**DOCUMENT EXTRACT:**
— BEGIN —
Mátyás Rákosi (; born Mátyás Rosenfeld; 9 March 1892 – 5 February 1971) was a Hungarian communist politician who was the de facto leader of Hungary from 1947 to 1956. He served first as General Secretary of the Hungarian Communist Party from 1945 to 1948 and then as General Secretary (later renamed First Secretary) of the Hungarian Working People's Party from 1948 to 1956.

Rákosi had been involved in left-wing politics since his youth, and in 1919 was a leading commissar in the short-lived Hungarian Soviet Republic. After the fall of the Communist government, he escaped the country and worked abroad as an agent of the Comintern. He was arrested in 1924 after attempting to return to Hungary and organize the Communist Party underground, and ultimately spent over fifteen years in prison. He became a cause célébre in the international Communist movement, and the predominantly Hungarian Rakosi Battalion of the International Brigades in the Spanish Civil War bore his name. Rákosi was finally allowed to leave for the Soviet Union in 1940 in exchange for prized battle flags captured by Tsarist Russian forces after the Hungarian Revolution of 1848. 

As the Red Army drove the German Wehrmacht out of Hungary at the end of World War II, Rákosi returned to his home country in early 1945 and became the leader of the re-founded Hungarian Communist Party. The Party suffered a crushing defeat in Hungary's postwar free election, at the hands of the agrarian Independent Smallholders' Party. However, at Moscow's insistence the Communists received key positions in the government including the Interior Ministry, while Rákosi himself became a heavily influential deputy prime minister. From this position the Communists were able to use political intrigue, subterfuge, and conspiracy to destroy their opponents piece by piece, in what Rákosi would later term "salami tactics". By 1948 they had gained total power over the country, and in 1949 the country was proclaimed a people's republic with Rákosi as its absolute ruler.

Rákosi was an ardent Stalinist, and his government was very loyal to the Soviet Union; he even set up a personality cult of his own, modeled on that of Stalin. He presided over the mass imprisonment of hundreds of thousands of Hungarian people, and the deaths of thousands. He orchestrated show trials modeled on those of the USSR, among the most prominent victims of which was his former lieutenant László Rajk. His policies of collectivization and mass repression devastated the country's economy and political life, causing massive discontent. After the death of Stalin in 1953, Rákosi was partially demoted at Moscow's behest and the reformist Communist Imre Nagy became the new Prime Minister. However, Rákosi was able to use his continuing influence as First Secretary to thwart all of Nagy's attempts at reform and ultimately force the latter out of office in 1955.
— END —
**LISTED ENTRIES:**
— BEGIN —
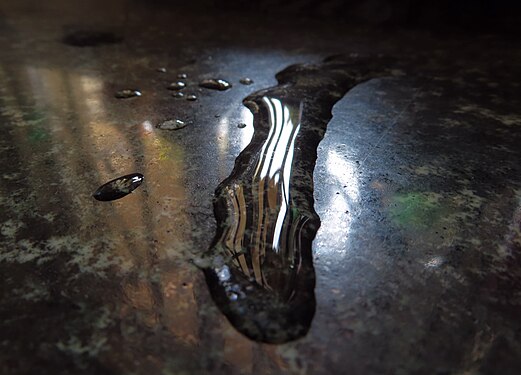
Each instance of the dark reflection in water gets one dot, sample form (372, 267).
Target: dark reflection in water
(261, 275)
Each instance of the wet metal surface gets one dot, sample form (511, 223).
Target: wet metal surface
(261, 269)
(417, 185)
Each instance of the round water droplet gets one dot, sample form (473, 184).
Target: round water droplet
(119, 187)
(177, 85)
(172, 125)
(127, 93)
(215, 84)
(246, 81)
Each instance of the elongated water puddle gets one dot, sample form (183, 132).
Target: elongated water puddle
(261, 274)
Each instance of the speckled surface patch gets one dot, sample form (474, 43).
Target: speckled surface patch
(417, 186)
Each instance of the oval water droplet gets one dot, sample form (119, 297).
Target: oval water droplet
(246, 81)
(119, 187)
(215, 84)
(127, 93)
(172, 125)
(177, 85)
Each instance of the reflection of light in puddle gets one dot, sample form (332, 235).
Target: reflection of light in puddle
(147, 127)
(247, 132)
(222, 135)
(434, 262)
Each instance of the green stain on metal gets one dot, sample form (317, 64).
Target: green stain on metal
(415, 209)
— END —
— BEGIN —
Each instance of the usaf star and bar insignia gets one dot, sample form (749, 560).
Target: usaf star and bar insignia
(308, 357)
— END —
**PROBLEM STATEMENT:**
Put this sentence from the passage on Mátyás Rákosi into Spanish: "Rákosi had been involved in left-wing politics since his youth, and in 1919 was a leading commissar in the short-lived Hungarian Soviet Republic." You don't need the rows for this.

**CORRECT ANSWER:**
Rákosi había participado en la política de izquierda desde su juventud, y en 1919 fue uno de los principales comisarios de la efímera República Soviética Húngara.